**EXERCISE INSTRUCTIONS:**
• 1. Answer the following questions using the article on the AHRQ app challenge.
(a) How much prize money has the AHRQ put up for the challenge?
(b) At which event was the Step Up App Challenge announced?
(c) In what care settings is the PRO data targeted by this challenge collected?
• 2. Reproduce the stretch of the article on the AHRQ app challenge from "The Agency for" through "digital health data.".
• 3. According to the article on the AHRQ app challenge, why are few providers currently collecting and using PRO data?

- An mHealth app capable of using standardized patient-reported outcomes to improve care management could net its developer as much as $87,000.
The Agency for Healthcare Research and Quality (AHRQ) has put up $250,000 in prize money in a three-phased challenge to develop a mobile health app that would help healthcare providers use such data in clinical care and research. The contest is part of an ongoing federal effort to reduce interoperability barriers and facilitate patient and provider access to digital health data.
“While some digital tools exist to collect these data, they are not in wide use due to problems with integrating them in practice workflow, as well as patients’ discomfort with using such tools,” AHRQ Director Gopal Khanna, MBA, said in announcing the Step Up App Challenge at this week’s Blue Button 2.0 Developer Conference in Washington D.C. “This competition will address this issue and result in a user-friendly app that can enhance healthcare data collection and thereby improve the quality of care for all Americans.”
PRO data is generally defined as information collected by the patient “without interpretation of the patient’s response by a clinician or other medical expert” and sent to the provider.
This particular challenge focuses on PRO data collected in ambulatory care settings. Such data offers “a complementary perspective to clinician assessments and (is) also used in research to explore patient perspectives about their treatments, health outcomes and the quality of services they received,” the AHRQ notes.
Few providers are actually collecting and using that data at present because there is no standardized way to collect and integrate the information into healthcare IT platforms, nor is there an easy way for providers to share that data.
Providers are also interested in PRO data collected from outside the hospital or health system.

Source records:
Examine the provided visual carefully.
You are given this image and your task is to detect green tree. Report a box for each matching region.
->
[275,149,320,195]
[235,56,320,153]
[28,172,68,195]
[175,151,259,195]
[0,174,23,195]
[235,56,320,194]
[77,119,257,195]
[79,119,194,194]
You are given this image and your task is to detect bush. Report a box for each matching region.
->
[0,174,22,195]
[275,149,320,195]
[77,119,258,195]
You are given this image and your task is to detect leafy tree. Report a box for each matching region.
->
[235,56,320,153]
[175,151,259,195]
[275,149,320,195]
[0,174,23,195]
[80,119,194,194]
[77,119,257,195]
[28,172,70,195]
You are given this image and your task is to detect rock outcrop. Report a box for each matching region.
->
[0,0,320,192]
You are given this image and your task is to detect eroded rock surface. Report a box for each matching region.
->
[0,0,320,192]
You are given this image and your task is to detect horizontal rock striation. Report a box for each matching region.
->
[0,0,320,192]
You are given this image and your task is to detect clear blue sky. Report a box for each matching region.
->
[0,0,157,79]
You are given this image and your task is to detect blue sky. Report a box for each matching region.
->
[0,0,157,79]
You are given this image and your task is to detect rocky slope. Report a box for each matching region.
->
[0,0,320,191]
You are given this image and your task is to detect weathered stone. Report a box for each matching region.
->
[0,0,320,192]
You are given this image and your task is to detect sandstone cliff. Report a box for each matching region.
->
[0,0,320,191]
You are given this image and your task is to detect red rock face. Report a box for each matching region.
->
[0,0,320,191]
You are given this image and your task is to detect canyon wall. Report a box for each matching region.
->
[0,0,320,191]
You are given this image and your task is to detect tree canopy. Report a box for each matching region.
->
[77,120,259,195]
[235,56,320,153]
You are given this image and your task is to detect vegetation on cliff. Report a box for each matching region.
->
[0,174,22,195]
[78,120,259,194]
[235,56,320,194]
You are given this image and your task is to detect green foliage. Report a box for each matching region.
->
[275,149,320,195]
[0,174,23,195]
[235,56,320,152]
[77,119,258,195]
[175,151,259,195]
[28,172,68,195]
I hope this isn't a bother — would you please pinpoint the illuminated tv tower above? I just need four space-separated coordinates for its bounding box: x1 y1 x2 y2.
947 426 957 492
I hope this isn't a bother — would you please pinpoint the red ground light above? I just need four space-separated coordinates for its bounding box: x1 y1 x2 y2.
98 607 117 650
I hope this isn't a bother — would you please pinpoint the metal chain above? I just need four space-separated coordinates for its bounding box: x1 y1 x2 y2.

**SOLUTIONS PER TASK:**
• 1.
(a) $250,000
(b) The Blue Button 2.0 Developer Conference in Washington D.C.
(c) Ambulatory care settings

• 2.
The Agency for Healthcare Research and Quality (AHRQ) has put up $250,000 in prize money in a three-phased challenge to develop a mobile health app that would help healthcare providers use such data in clinical care and research. The contest is part of an ongoing federal effort to reduce interoperability barriers and facilitate patient and provider access to digital health data.

• 3. There is no standardized way to collect the information and integrate it into healthcare IT platforms. Providers also lack an easy way to share that data.